── INFORMATION PROVIDED

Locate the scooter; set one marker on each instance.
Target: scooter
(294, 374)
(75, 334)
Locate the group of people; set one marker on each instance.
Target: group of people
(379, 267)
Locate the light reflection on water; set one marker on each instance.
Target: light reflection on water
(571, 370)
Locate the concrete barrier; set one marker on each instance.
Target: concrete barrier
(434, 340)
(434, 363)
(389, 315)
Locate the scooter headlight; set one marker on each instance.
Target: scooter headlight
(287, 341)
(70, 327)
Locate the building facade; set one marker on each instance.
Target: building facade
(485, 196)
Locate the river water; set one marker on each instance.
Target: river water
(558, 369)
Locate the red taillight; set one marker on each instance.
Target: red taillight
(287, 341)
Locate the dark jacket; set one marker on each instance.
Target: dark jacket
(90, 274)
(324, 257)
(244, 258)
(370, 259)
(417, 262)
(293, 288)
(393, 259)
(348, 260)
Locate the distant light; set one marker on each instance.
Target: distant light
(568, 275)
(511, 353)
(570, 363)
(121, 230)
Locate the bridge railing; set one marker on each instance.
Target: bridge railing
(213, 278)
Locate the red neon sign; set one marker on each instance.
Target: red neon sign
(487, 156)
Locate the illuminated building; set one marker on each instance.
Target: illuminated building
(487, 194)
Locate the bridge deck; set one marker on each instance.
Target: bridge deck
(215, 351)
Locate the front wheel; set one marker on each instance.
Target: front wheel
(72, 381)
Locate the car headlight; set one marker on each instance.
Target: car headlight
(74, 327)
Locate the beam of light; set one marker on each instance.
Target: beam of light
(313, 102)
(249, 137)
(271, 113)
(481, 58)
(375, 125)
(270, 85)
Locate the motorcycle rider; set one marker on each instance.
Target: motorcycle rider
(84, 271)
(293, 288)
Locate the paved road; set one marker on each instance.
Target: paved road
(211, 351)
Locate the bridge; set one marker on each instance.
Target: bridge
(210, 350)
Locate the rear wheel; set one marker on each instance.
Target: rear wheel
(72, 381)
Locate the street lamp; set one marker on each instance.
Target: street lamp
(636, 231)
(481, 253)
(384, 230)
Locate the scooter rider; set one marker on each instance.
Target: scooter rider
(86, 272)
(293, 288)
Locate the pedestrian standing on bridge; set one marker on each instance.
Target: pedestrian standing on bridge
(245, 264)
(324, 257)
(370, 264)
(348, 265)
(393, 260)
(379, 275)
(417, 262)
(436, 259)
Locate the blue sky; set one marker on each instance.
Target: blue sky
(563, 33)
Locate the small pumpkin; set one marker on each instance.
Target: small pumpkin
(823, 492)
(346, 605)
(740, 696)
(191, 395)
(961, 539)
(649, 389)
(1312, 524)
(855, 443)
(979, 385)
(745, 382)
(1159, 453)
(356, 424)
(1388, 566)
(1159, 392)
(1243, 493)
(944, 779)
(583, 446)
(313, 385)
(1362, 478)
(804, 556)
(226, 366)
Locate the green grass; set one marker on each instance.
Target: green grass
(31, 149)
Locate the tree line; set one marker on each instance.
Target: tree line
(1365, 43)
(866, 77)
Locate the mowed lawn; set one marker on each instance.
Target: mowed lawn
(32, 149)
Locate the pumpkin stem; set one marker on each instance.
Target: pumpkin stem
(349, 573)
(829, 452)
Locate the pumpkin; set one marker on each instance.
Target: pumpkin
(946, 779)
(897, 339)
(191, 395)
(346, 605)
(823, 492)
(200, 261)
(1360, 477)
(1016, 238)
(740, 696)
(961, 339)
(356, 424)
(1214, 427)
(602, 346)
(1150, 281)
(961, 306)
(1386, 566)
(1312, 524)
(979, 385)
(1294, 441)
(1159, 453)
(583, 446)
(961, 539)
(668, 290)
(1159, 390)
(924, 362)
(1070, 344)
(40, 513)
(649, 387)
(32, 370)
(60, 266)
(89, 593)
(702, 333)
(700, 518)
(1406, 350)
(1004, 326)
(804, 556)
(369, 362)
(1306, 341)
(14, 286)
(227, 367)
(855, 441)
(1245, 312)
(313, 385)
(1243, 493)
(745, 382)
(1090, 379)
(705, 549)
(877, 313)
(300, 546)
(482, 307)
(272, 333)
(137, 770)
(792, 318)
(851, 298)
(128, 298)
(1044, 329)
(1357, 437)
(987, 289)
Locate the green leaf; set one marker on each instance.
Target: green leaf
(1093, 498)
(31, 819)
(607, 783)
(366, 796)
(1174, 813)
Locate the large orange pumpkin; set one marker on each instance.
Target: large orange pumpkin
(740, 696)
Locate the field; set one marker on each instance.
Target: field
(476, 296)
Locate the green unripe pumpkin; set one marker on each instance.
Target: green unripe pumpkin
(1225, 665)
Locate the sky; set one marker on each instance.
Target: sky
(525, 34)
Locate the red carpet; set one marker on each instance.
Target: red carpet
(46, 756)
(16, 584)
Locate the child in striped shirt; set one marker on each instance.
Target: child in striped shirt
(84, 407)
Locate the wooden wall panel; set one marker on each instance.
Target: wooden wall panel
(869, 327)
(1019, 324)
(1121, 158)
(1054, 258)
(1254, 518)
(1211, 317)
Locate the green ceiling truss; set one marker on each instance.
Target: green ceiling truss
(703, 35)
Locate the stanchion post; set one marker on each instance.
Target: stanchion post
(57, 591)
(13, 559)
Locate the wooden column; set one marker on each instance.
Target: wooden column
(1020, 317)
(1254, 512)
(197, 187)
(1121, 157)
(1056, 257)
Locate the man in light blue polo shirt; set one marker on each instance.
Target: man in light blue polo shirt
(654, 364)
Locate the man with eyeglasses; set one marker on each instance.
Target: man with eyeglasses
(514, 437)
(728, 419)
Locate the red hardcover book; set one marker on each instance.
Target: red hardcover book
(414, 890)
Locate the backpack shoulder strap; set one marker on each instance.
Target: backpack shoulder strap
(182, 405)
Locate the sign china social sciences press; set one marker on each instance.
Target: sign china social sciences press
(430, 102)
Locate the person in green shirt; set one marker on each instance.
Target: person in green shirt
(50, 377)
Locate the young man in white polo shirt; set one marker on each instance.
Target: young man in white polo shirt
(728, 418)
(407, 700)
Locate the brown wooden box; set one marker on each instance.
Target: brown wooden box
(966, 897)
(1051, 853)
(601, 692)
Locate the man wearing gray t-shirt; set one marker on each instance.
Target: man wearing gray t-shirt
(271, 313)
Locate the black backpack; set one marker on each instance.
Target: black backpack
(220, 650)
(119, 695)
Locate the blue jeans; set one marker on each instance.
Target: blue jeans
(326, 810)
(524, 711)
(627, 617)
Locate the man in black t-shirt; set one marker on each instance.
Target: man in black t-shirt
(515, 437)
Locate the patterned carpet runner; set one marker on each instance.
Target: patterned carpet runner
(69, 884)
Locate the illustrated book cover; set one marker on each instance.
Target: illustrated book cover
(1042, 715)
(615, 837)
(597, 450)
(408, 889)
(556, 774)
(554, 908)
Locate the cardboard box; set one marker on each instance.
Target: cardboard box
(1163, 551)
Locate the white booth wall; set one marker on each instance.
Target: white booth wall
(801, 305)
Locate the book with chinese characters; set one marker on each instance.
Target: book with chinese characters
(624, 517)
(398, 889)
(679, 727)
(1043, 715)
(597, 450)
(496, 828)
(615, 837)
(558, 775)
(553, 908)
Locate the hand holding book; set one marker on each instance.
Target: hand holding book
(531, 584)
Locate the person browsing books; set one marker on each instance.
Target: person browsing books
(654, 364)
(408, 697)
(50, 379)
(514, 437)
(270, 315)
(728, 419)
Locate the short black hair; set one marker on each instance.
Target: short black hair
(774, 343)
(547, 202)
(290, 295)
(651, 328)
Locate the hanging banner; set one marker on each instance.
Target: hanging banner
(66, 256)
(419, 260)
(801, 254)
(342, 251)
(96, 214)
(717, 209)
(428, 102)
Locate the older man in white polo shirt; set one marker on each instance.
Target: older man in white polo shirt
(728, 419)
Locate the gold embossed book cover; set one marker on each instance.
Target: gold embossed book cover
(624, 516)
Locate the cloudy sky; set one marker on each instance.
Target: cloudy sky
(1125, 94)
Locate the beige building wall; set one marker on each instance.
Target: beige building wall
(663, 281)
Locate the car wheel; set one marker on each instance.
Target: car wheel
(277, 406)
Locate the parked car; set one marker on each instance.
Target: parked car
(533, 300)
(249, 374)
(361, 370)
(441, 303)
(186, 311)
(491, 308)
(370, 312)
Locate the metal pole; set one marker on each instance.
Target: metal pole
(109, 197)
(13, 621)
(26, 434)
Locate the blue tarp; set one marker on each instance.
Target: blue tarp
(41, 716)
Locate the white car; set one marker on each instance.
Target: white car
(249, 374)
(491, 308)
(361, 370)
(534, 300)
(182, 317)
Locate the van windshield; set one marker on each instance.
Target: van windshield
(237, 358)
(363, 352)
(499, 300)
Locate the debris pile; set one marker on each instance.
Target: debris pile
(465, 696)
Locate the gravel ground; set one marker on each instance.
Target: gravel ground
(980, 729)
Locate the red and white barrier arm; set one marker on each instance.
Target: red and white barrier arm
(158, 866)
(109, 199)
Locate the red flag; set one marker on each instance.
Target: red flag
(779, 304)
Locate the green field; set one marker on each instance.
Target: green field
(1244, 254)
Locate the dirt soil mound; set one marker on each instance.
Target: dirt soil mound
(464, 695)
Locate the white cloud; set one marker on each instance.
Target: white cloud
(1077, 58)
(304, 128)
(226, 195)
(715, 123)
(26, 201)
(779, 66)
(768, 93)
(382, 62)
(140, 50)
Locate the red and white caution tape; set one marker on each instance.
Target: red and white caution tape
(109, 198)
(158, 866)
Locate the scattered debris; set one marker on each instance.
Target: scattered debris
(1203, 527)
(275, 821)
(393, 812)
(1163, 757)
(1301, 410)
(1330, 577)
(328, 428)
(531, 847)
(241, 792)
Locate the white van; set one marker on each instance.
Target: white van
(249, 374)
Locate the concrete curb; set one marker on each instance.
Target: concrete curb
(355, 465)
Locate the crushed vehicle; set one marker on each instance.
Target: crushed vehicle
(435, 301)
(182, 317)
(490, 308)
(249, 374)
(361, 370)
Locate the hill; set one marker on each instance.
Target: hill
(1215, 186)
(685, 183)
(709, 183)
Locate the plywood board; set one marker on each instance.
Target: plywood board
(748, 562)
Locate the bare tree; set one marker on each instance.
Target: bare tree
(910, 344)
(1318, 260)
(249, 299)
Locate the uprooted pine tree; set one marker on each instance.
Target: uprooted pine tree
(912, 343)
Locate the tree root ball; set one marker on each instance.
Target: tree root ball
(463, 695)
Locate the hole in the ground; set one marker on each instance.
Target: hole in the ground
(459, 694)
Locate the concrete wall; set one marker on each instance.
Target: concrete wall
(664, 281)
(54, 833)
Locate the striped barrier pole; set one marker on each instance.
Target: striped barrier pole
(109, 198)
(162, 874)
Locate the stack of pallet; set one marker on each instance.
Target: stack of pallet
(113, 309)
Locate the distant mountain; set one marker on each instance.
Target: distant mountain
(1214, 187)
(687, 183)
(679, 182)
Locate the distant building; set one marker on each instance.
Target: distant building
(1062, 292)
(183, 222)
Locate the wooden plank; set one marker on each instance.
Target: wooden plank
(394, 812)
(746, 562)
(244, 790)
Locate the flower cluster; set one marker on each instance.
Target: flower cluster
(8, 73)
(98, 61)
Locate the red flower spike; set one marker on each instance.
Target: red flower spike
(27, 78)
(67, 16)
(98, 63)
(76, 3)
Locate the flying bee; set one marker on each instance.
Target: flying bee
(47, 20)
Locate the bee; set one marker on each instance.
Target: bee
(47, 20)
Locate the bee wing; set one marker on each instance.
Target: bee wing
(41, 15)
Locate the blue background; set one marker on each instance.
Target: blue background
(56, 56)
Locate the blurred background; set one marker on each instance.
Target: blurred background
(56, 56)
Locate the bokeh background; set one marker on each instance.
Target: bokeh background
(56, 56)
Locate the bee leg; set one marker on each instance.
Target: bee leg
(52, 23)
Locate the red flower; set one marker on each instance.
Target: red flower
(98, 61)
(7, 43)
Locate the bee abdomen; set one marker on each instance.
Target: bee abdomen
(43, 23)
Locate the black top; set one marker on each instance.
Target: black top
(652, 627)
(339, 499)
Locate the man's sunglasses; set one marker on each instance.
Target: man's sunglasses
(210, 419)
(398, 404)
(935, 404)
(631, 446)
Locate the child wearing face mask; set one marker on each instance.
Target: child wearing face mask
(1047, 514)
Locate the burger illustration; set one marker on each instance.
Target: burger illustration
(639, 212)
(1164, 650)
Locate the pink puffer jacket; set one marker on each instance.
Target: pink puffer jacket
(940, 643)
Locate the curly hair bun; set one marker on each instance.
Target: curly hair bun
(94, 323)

────

* [PROBLEM REQUIREMENTS]:
Write out, without any change, every line from the one containing "Locate the red flower;" through the final line of the rows, both of these lines included.

* [EXERCISE RESULT]:
Locate the red flower; set one marker on each instance.
Target: red flower
(98, 61)
(7, 43)
Locate the bee abdomen; set one marker on each instance.
Target: bee abdomen
(43, 23)
Locate the black top; set one marker on each instance.
Target: black top
(652, 627)
(339, 499)
Locate the man's sunglasses; set one marker on each instance.
Target: man's sunglasses
(210, 419)
(398, 404)
(935, 404)
(631, 446)
Locate the child wearing face mask; set one marker on each instance.
Target: child wearing face mask
(1047, 514)
Locate the burger illustration; set one marker on each instance.
Target: burger illustration
(639, 212)
(1164, 650)
Locate the pink puffer jacket; set one marker on each instance.
Target: pink puffer jacket
(940, 643)
Locate the curly hair bun; set one marker on each instance.
Target: curly hair bun
(94, 323)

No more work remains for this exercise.